### Exercise
Set down each of the rows below word for word, leaving out the pictures.

### Dataset rows
** start **
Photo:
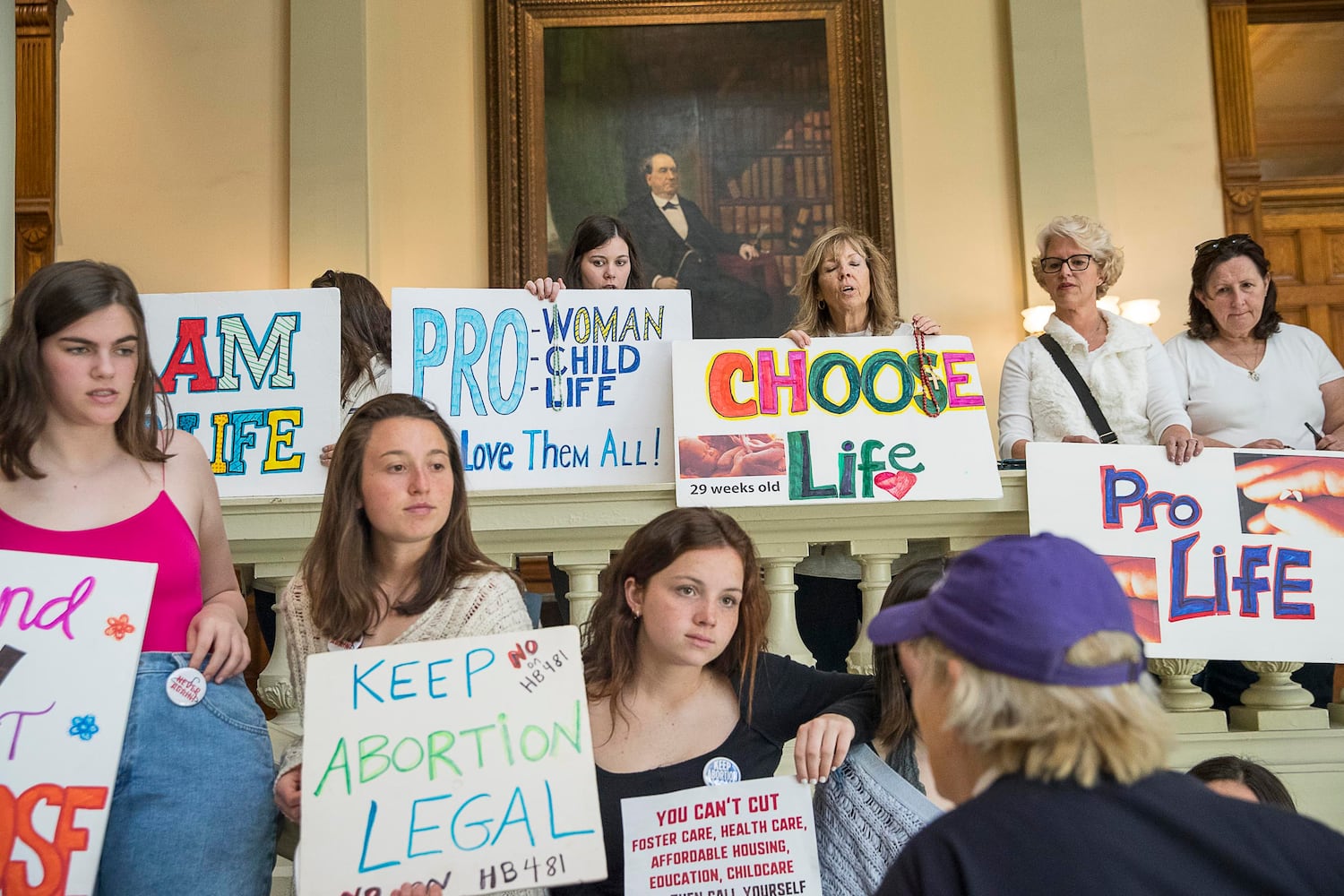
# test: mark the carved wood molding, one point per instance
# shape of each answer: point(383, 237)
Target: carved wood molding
point(35, 136)
point(515, 108)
** end **
### Written response
Photo:
# test: mark the carved wood molding, one point per instance
# shape of each answer: point(383, 237)
Target: carved wood molding
point(35, 136)
point(515, 108)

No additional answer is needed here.